Exercise material Start Marker

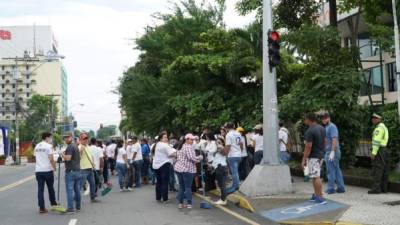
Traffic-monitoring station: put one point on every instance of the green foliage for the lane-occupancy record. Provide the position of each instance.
(293, 14)
(105, 133)
(38, 118)
(330, 82)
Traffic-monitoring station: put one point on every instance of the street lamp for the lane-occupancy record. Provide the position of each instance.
(51, 56)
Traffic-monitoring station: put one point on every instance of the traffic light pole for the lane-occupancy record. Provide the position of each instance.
(397, 51)
(270, 177)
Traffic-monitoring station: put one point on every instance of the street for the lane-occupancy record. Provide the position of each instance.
(136, 207)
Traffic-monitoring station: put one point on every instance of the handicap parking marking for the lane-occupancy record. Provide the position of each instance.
(301, 210)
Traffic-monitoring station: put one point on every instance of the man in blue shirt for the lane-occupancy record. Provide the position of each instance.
(332, 157)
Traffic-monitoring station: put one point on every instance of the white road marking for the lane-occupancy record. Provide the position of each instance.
(72, 222)
(8, 187)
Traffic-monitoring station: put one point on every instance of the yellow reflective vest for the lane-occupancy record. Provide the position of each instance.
(380, 138)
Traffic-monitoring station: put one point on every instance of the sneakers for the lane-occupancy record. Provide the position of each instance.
(94, 200)
(320, 200)
(42, 211)
(70, 211)
(220, 202)
(312, 199)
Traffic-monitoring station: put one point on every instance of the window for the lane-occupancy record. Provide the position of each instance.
(392, 83)
(373, 77)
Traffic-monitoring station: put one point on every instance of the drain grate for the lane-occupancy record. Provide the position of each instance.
(392, 203)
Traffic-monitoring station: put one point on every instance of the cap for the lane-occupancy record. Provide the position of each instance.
(68, 134)
(258, 127)
(376, 116)
(240, 129)
(325, 115)
(189, 136)
(83, 136)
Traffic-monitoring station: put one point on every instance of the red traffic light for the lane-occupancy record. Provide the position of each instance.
(274, 36)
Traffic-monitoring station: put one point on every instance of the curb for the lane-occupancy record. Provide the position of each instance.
(226, 210)
(236, 198)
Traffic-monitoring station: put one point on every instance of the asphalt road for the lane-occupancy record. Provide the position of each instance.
(18, 206)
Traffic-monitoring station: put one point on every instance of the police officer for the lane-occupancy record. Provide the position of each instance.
(379, 156)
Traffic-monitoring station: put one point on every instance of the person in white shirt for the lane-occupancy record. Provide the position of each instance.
(234, 147)
(221, 170)
(44, 171)
(110, 152)
(283, 141)
(244, 165)
(130, 175)
(137, 161)
(97, 154)
(121, 164)
(162, 153)
(258, 145)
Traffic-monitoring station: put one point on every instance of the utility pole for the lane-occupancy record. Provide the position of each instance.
(397, 50)
(270, 177)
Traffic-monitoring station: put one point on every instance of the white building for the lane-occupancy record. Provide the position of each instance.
(28, 67)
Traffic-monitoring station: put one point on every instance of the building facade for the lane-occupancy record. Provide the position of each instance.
(28, 66)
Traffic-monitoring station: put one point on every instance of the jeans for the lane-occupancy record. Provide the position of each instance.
(258, 155)
(130, 175)
(87, 174)
(105, 170)
(221, 173)
(185, 187)
(233, 163)
(48, 179)
(162, 175)
(145, 167)
(138, 174)
(335, 176)
(244, 168)
(73, 186)
(172, 180)
(121, 169)
(284, 156)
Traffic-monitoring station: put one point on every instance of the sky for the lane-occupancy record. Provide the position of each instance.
(96, 38)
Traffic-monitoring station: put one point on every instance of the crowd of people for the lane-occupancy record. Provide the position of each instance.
(191, 163)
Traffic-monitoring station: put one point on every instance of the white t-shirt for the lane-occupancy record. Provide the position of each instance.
(42, 152)
(233, 138)
(129, 152)
(259, 140)
(162, 153)
(120, 158)
(110, 150)
(138, 149)
(97, 154)
(283, 137)
(211, 148)
(244, 151)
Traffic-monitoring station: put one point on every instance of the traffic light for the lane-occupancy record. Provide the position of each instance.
(273, 49)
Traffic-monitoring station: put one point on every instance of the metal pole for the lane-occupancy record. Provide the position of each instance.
(397, 45)
(16, 102)
(270, 100)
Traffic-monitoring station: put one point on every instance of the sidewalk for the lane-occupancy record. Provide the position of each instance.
(364, 209)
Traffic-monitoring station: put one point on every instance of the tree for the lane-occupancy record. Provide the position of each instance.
(38, 117)
(106, 132)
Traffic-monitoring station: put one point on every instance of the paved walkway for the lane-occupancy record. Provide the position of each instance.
(365, 209)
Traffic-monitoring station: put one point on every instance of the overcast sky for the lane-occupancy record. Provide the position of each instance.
(95, 36)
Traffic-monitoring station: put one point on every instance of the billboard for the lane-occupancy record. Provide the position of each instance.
(15, 40)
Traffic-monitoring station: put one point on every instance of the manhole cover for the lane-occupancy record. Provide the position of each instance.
(393, 203)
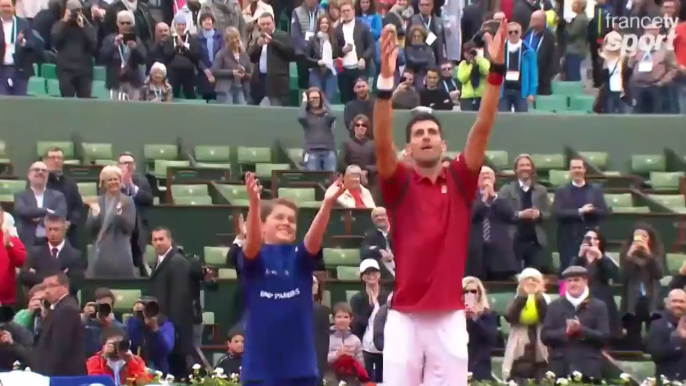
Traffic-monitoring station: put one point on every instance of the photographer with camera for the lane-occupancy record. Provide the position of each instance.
(15, 341)
(98, 319)
(117, 361)
(152, 334)
(75, 40)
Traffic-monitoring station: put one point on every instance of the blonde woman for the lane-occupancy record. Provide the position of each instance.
(526, 357)
(232, 70)
(111, 220)
(482, 326)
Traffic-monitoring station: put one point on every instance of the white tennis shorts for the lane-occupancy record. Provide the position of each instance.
(428, 349)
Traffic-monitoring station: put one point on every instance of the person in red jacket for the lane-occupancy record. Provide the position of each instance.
(12, 256)
(118, 362)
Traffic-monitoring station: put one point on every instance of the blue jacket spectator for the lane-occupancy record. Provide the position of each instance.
(153, 346)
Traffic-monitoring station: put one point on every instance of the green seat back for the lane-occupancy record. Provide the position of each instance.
(124, 299)
(297, 194)
(338, 256)
(208, 153)
(67, 148)
(619, 200)
(549, 161)
(498, 158)
(189, 190)
(98, 151)
(215, 256)
(160, 152)
(254, 155)
(646, 163)
(195, 200)
(598, 159)
(665, 181)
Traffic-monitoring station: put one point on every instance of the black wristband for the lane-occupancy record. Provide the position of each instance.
(498, 68)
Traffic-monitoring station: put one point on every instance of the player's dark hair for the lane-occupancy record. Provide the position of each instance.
(420, 117)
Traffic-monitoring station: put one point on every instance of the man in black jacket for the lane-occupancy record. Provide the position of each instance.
(576, 328)
(75, 40)
(60, 350)
(667, 338)
(54, 160)
(170, 283)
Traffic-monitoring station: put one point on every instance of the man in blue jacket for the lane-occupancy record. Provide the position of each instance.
(521, 78)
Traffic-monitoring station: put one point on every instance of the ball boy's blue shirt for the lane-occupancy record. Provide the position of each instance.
(279, 333)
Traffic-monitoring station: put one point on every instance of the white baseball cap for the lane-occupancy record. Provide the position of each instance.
(367, 264)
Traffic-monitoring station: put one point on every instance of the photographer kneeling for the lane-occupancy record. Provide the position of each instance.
(152, 334)
(117, 361)
(98, 319)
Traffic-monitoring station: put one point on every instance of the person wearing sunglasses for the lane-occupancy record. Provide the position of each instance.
(521, 78)
(33, 204)
(482, 326)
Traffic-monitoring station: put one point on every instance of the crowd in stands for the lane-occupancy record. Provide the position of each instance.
(234, 52)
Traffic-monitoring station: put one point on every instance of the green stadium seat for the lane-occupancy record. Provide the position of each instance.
(498, 158)
(254, 155)
(265, 170)
(348, 273)
(669, 200)
(212, 154)
(646, 163)
(99, 73)
(124, 299)
(337, 256)
(665, 181)
(568, 89)
(581, 103)
(598, 159)
(37, 86)
(67, 148)
(9, 187)
(549, 161)
(558, 177)
(87, 188)
(189, 191)
(195, 200)
(49, 71)
(215, 256)
(97, 151)
(674, 262)
(227, 273)
(552, 103)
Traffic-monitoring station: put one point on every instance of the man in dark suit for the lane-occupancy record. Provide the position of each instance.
(578, 206)
(272, 53)
(490, 254)
(377, 244)
(54, 160)
(55, 256)
(138, 188)
(33, 204)
(170, 284)
(531, 206)
(355, 45)
(60, 348)
(16, 51)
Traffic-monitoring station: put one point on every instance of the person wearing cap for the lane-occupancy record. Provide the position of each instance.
(365, 305)
(576, 328)
(75, 40)
(525, 355)
(355, 195)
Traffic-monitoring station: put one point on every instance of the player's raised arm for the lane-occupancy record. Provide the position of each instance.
(315, 235)
(386, 159)
(477, 140)
(253, 236)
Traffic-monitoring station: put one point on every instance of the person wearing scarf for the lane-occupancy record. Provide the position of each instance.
(156, 87)
(576, 329)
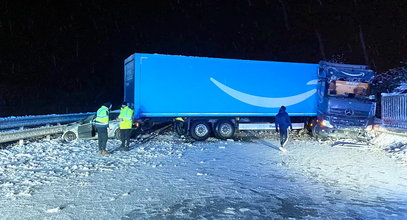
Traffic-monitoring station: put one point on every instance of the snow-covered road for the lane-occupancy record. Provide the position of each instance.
(172, 178)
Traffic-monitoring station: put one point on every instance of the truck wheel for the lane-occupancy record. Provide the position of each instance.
(180, 128)
(200, 130)
(69, 136)
(224, 129)
(117, 134)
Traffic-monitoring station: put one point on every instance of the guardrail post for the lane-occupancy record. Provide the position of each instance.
(48, 137)
(21, 141)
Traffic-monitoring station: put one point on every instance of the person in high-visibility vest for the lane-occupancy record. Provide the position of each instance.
(102, 125)
(126, 123)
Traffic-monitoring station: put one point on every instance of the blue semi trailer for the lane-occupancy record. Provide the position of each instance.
(205, 96)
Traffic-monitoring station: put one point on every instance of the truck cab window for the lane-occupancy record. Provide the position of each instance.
(349, 89)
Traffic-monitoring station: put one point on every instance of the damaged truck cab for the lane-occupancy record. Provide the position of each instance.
(345, 103)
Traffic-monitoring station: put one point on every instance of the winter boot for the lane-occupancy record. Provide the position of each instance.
(105, 152)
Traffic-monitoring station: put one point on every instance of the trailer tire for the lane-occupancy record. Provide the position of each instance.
(200, 130)
(117, 134)
(69, 136)
(180, 128)
(224, 129)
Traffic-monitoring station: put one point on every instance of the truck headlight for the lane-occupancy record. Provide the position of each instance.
(326, 123)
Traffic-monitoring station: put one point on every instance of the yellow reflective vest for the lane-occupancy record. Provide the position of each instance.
(126, 118)
(102, 116)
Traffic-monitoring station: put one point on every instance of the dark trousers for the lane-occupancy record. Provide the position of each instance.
(125, 138)
(102, 137)
(283, 136)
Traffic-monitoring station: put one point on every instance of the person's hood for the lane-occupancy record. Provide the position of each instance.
(282, 110)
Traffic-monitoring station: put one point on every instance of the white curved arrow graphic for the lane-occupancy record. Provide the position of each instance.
(266, 102)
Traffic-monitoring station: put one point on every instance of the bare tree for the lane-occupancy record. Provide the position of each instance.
(321, 44)
(283, 5)
(362, 42)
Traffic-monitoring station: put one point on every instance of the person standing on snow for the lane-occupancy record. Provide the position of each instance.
(282, 123)
(126, 122)
(102, 126)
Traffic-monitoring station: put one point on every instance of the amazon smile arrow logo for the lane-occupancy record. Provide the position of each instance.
(266, 102)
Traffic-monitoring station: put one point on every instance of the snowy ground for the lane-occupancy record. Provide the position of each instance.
(168, 177)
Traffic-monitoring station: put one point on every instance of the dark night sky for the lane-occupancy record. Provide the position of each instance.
(67, 56)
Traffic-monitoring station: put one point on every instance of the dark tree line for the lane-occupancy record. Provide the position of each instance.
(67, 56)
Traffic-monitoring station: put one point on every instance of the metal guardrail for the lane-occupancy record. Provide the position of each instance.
(26, 121)
(394, 110)
(7, 124)
(30, 133)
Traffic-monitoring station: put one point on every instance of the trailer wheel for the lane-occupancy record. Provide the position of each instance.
(200, 130)
(180, 128)
(117, 134)
(224, 129)
(69, 136)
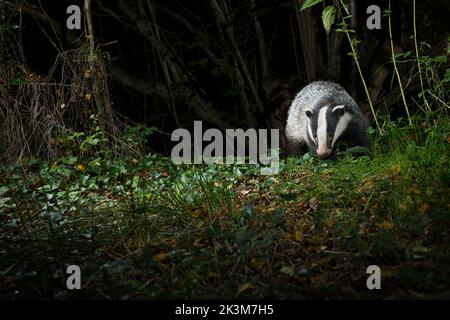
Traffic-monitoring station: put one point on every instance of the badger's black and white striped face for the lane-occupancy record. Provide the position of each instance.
(325, 126)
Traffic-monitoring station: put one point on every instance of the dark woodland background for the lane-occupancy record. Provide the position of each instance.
(229, 63)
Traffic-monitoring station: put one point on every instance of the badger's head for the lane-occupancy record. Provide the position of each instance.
(325, 126)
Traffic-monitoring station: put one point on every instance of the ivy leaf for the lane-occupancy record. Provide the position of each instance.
(309, 3)
(328, 17)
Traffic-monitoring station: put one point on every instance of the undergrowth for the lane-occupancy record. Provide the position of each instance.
(144, 228)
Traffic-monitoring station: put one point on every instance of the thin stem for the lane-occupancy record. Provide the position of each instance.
(355, 57)
(394, 62)
(418, 59)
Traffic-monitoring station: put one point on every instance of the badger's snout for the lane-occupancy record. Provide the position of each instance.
(324, 154)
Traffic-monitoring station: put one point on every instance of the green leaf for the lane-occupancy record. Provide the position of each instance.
(328, 17)
(309, 3)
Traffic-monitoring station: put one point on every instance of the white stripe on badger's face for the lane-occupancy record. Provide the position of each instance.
(311, 136)
(342, 124)
(322, 148)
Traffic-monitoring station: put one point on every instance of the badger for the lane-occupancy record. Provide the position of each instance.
(321, 113)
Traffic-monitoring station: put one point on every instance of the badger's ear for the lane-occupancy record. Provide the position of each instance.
(339, 110)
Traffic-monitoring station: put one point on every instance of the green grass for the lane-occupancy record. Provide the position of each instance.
(147, 229)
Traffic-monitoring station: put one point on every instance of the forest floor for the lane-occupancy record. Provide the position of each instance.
(144, 228)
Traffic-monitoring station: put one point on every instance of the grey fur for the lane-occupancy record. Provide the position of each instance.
(315, 96)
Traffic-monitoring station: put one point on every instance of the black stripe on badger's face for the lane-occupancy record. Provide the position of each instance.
(325, 126)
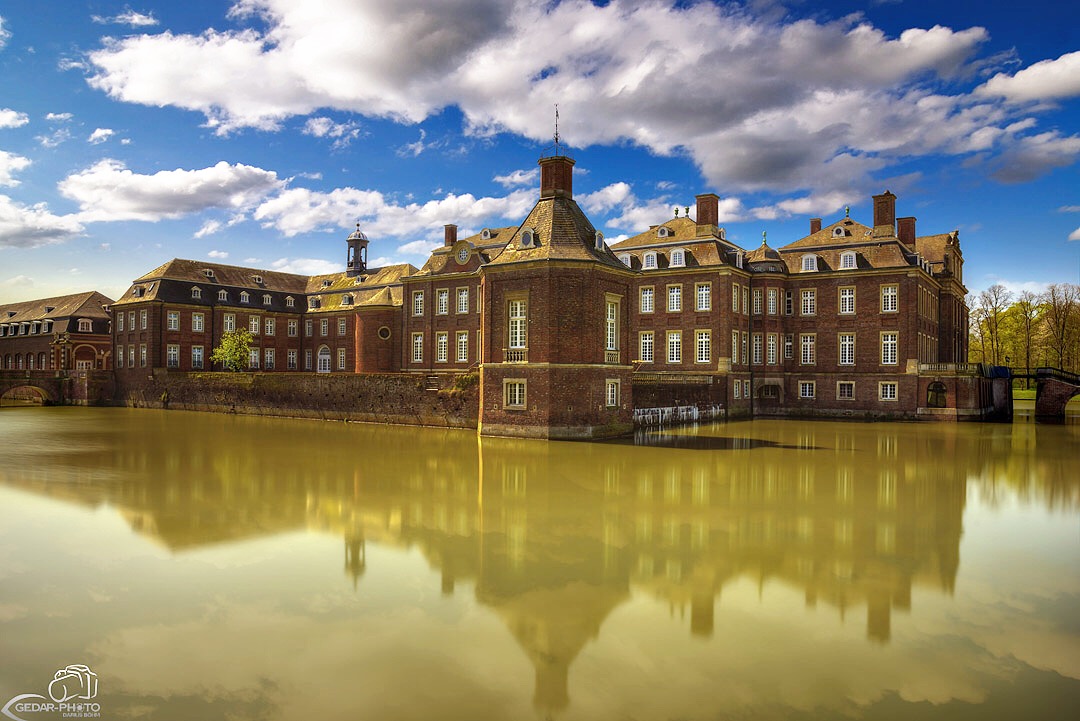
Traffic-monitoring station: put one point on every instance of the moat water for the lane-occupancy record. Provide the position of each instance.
(216, 567)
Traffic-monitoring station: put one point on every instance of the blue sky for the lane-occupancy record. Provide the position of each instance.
(259, 132)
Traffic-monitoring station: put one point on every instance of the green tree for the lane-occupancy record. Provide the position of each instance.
(234, 350)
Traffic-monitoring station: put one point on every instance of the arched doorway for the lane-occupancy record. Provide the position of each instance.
(324, 359)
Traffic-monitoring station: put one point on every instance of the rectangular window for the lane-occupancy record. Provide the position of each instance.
(674, 347)
(517, 324)
(647, 296)
(462, 343)
(611, 393)
(807, 354)
(704, 296)
(674, 298)
(611, 326)
(513, 393)
(847, 301)
(889, 349)
(645, 345)
(847, 349)
(890, 296)
(702, 347)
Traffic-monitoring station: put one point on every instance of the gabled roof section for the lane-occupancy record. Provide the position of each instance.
(562, 232)
(86, 304)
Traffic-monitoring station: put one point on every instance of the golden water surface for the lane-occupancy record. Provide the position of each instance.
(218, 567)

Exercise material End Marker

◆ The problem
Could you output the lines above, exactly as written, from the one containing "of the rectangular" through the last, with both ends included and no others?

◆ Task output
Traffic-monitoring station: put one point on every instance of the rectangular window for the lane-occupancy record. Provide the position of each instance.
(674, 347)
(517, 324)
(647, 296)
(462, 343)
(611, 393)
(807, 354)
(704, 296)
(674, 298)
(611, 326)
(513, 393)
(847, 301)
(889, 349)
(645, 345)
(847, 349)
(890, 296)
(702, 347)
Traffic-monitoring station: put one point on every instance of the gabled roof section for the lane-occupancy record. Provide the position of each instance.
(562, 232)
(86, 304)
Traffic-monitoring station: put one point on every instance of the golden water surface for the lane-occupancy record. Provide the position of each instance.
(218, 567)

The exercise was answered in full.